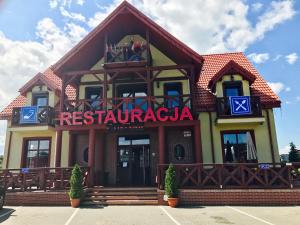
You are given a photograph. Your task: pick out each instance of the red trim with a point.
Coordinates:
(126, 8)
(37, 80)
(232, 68)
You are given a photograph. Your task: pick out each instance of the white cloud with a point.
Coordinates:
(256, 6)
(80, 2)
(210, 26)
(65, 3)
(259, 58)
(277, 57)
(53, 4)
(277, 87)
(284, 150)
(291, 58)
(71, 15)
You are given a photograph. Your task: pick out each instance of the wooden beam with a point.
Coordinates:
(91, 156)
(58, 148)
(8, 149)
(71, 149)
(197, 143)
(161, 145)
(128, 69)
(148, 47)
(211, 139)
(270, 137)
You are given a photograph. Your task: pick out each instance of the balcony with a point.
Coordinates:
(134, 54)
(143, 103)
(44, 116)
(225, 115)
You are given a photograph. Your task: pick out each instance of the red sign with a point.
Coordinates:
(124, 117)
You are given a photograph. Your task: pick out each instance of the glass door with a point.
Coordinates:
(133, 165)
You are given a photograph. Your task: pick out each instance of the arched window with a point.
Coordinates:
(179, 152)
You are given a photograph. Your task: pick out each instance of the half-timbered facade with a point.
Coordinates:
(130, 97)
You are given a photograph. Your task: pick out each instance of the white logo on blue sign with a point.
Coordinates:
(240, 105)
(28, 114)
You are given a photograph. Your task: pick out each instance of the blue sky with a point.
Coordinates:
(34, 34)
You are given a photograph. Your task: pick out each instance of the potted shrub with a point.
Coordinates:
(76, 191)
(2, 196)
(171, 186)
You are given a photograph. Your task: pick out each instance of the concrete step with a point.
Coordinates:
(91, 193)
(120, 202)
(135, 189)
(122, 197)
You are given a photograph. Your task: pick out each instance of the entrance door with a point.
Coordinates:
(133, 166)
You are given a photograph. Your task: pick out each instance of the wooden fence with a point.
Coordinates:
(230, 176)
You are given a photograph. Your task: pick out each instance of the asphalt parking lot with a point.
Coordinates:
(154, 215)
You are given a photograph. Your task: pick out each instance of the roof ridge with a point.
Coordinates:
(225, 53)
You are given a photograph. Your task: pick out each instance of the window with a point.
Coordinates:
(173, 91)
(179, 152)
(86, 155)
(137, 93)
(36, 153)
(232, 88)
(94, 94)
(235, 146)
(40, 99)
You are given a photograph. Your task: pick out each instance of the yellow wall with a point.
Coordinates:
(65, 149)
(260, 132)
(219, 85)
(17, 145)
(52, 100)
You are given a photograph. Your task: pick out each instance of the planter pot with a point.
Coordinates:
(75, 202)
(173, 202)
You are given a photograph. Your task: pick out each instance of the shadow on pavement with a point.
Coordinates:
(5, 213)
(190, 207)
(92, 206)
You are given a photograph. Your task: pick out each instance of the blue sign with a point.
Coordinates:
(25, 170)
(28, 114)
(264, 166)
(240, 105)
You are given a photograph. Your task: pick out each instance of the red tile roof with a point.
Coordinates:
(50, 79)
(205, 100)
(19, 101)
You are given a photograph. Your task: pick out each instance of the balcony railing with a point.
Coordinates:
(224, 110)
(143, 103)
(131, 54)
(45, 115)
(219, 176)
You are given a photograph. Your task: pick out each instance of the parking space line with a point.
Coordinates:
(169, 215)
(10, 211)
(249, 215)
(72, 216)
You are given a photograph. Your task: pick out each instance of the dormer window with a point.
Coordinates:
(232, 88)
(40, 99)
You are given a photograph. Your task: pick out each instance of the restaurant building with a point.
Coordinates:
(130, 97)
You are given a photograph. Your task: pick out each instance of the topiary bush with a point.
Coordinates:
(76, 181)
(171, 186)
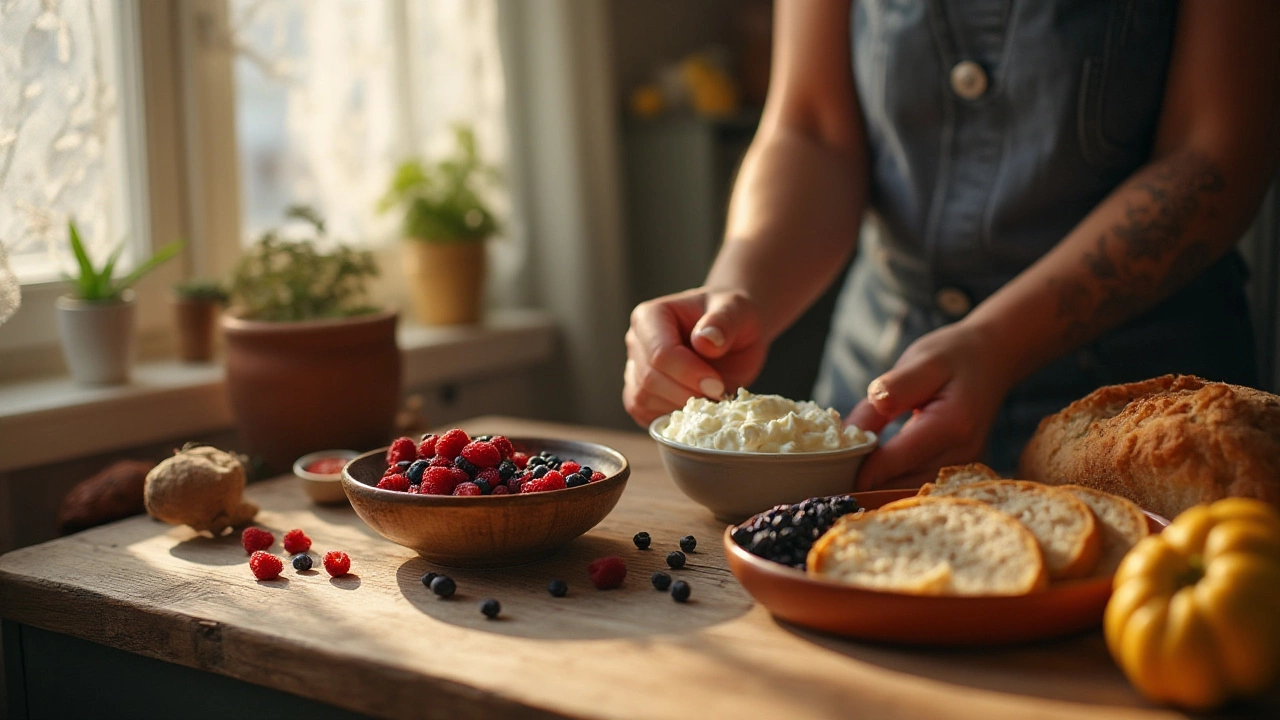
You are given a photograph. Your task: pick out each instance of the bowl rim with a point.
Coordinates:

____

[WHAT YOU SHOULD DO] Reproduce every item above verbatim, including all coordinates, and omit the pictures from the output.

[EXERCISE RESULT]
You are given a photograph. Your task: pick out each instance of the red trim with a point.
Coordinates:
(126, 8)
(37, 80)
(232, 68)
You are given a photograph. Your task: pick out each instance of the white cloud with a point.
Coordinates:
(256, 6)
(80, 2)
(210, 26)
(65, 3)
(259, 58)
(277, 57)
(53, 4)
(277, 87)
(284, 150)
(291, 58)
(71, 15)
You are given a photograph. Your task: pick out each instance of the wooden beam with a point.
Coordinates:
(91, 156)
(58, 148)
(8, 149)
(71, 149)
(197, 143)
(161, 145)
(128, 69)
(148, 47)
(211, 139)
(270, 137)
You are given a photograph. Your task: pick out each instance of the balcony with a point.
Coordinates:
(134, 54)
(143, 103)
(44, 116)
(225, 115)
You are given a photograph. Your task: pick out each instance of the red sign with a point.
Coordinates:
(124, 117)
You are given a photograph. Your task: pick out each instance of the glass door with a point.
Coordinates:
(133, 165)
You are given a photograph. Your task: pick out each instance of the arched window with a point.
Coordinates:
(179, 152)
You are given a photograph. Your task: pick out each instance of the half-timbered facade with a point.
Coordinates:
(130, 97)
You are given a photograph. Your task: pick out each instance of the white logo on blue sign with a point.
Coordinates:
(240, 105)
(28, 114)
You are given a photograph. Your task: pick out each instance of the blue sky with a point.
Coordinates:
(34, 34)
You are given a photograph. Your task: pick out each instance of the potted shrub with a point.
Coordinates:
(76, 191)
(2, 196)
(171, 186)
You are given a photograph. Your task: pick out each instance of the concrete step with a point.
Coordinates:
(91, 193)
(120, 202)
(135, 189)
(122, 197)
You are given a photograph. Your task: pick out each instance of the entrance door with a point.
Coordinates:
(133, 166)
You are given a photograph. Your task: pick out each instance of the wooden fence with a point.
Coordinates:
(230, 176)
You are given a photograph. Your task: pick out each instance of the asphalt parking lot with a point.
Coordinates:
(154, 215)
You are given a photograph. Your task: pick out each instance of the roof ridge with a point.
Coordinates:
(225, 53)
You are given a photograph. Your task: pick out each instance of the window with a point.
Coordinates:
(173, 91)
(179, 152)
(86, 155)
(137, 93)
(36, 153)
(232, 88)
(94, 94)
(235, 146)
(40, 99)
You are given a photograph. Your task: pick out each instance of the yellow wall with a point.
Coordinates:
(65, 149)
(260, 132)
(219, 85)
(17, 145)
(52, 100)
You are given a photograph. Your task: pick out each instance of the planter pot with a point.
Coordinates:
(75, 202)
(173, 202)
You are given a photograph. Your task: pick out each instance of the shadow on pavement with a point.
Coordinates:
(5, 213)
(190, 207)
(92, 206)
You are given a photograph. Your task: pick out each instance of the blue sign with a point.
Coordinates:
(25, 170)
(28, 114)
(264, 166)
(240, 105)
You are given a photograph. Your task: pick out each instance of the red tile roof with a point.
Coordinates:
(50, 79)
(205, 100)
(19, 101)
You are given a photograph. Your task: pick out each instance of the balcony railing with a point.
Coordinates:
(224, 110)
(143, 103)
(131, 54)
(45, 115)
(219, 176)
You are given a photograph. Your task: pick out each instance of the parking space line with a point.
Coordinates:
(169, 215)
(10, 211)
(249, 215)
(72, 216)
You are given a photograph. Your task: pick out each instance of the dormer window with a point.
Coordinates:
(232, 88)
(40, 99)
You are given a photograph. Your task: pick out each instance of the restaurant building with a point.
Coordinates:
(130, 97)
You are given a photograph. Your task: pick out each instance of the topiary bush with a point.
Coordinates:
(76, 181)
(171, 186)
You are given a photograph. Your task: pick out each instance of the bowl rim with a point.
Coordinates:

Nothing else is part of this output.